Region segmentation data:
══════════════════════════════
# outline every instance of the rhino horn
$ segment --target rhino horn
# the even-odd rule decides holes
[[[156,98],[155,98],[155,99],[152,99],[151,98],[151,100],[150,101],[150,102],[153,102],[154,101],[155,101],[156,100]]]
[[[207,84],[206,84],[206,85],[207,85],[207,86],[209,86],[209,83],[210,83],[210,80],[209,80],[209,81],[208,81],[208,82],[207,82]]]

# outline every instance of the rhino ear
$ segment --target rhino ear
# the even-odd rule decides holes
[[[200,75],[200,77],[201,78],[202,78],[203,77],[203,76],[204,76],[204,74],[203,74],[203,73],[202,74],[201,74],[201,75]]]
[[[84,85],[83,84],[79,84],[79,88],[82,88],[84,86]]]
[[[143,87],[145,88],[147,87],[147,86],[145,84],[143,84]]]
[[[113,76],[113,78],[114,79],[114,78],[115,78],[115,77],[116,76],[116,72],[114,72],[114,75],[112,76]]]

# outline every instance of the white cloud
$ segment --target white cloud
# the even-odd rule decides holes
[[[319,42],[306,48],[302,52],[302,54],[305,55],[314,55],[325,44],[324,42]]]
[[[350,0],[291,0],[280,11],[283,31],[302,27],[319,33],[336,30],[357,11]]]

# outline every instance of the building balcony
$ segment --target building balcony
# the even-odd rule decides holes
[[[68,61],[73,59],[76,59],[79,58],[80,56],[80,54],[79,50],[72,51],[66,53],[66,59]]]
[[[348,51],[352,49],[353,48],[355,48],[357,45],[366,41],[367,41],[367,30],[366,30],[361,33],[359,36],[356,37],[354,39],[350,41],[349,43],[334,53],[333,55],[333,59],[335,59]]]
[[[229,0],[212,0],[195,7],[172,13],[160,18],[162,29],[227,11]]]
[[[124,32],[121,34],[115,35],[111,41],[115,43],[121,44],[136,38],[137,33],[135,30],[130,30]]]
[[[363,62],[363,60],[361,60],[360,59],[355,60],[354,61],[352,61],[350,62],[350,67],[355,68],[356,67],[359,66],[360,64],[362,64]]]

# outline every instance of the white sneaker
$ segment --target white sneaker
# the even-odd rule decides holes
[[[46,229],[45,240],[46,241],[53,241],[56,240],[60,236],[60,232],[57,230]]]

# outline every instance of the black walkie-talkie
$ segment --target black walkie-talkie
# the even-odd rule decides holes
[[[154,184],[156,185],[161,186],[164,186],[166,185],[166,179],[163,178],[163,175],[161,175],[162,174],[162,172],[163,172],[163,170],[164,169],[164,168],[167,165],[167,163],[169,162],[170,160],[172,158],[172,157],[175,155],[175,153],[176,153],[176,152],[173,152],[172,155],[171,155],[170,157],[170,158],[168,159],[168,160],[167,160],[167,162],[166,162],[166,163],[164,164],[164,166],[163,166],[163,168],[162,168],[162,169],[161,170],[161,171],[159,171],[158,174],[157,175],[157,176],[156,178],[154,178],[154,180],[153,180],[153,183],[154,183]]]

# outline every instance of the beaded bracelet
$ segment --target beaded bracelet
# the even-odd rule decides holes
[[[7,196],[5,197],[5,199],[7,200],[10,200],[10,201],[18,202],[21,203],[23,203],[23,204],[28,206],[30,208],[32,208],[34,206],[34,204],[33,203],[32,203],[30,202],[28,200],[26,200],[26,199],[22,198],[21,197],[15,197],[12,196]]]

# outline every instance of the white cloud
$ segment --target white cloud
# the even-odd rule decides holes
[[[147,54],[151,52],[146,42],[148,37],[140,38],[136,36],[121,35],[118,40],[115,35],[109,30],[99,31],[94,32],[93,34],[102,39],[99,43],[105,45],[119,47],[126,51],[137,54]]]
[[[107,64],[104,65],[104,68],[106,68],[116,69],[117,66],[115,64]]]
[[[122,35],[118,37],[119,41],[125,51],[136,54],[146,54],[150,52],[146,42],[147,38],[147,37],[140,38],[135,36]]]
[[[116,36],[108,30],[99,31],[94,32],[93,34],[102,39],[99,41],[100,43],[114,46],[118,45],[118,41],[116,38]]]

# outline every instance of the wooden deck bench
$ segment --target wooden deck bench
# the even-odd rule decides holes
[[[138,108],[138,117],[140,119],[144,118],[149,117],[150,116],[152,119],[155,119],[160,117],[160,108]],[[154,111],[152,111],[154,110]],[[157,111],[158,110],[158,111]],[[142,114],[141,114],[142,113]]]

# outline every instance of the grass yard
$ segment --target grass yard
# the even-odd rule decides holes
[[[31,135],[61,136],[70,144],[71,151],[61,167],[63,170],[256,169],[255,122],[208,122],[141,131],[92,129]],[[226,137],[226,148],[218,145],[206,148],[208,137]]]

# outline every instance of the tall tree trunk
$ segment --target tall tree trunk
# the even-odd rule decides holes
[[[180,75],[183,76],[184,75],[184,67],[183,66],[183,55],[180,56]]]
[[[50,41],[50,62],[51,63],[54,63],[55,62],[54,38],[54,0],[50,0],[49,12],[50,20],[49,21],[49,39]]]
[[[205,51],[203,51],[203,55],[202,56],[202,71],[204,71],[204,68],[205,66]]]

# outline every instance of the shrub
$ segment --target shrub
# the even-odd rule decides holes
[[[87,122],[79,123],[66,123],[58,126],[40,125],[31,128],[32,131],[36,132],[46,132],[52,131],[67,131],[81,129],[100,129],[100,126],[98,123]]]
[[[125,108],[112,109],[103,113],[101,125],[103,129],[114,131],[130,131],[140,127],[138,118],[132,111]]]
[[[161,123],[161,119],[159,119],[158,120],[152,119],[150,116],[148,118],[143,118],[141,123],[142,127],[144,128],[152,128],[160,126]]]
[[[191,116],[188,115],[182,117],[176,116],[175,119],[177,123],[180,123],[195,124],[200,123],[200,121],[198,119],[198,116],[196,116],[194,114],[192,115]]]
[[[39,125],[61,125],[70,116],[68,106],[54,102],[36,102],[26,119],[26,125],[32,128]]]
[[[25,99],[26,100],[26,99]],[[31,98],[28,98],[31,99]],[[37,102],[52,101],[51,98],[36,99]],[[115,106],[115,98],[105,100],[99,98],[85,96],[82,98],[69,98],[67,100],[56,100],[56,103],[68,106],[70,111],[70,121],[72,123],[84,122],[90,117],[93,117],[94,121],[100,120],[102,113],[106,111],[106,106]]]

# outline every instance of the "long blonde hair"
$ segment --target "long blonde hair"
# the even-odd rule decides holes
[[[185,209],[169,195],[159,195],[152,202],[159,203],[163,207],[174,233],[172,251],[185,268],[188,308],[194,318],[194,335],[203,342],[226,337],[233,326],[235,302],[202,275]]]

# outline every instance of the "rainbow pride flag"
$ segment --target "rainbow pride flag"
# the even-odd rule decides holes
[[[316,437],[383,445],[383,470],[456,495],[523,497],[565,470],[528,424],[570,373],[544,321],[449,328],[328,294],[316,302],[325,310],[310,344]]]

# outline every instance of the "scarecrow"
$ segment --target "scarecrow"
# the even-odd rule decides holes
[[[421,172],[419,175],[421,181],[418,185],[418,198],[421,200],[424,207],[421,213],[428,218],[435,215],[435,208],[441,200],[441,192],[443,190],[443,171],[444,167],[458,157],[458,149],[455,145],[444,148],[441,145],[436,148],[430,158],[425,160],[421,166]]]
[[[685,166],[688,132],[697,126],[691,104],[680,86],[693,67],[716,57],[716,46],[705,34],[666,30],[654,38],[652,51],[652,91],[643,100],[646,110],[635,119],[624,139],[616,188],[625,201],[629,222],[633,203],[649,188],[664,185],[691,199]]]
══════════════════════════════
Gather every line of the listing above that contains the string "black". Matching is case-sensitive.

# SOLVED EXERCISE
# outline every instance of the black walkie-talkie
$ segment --target black walkie-talkie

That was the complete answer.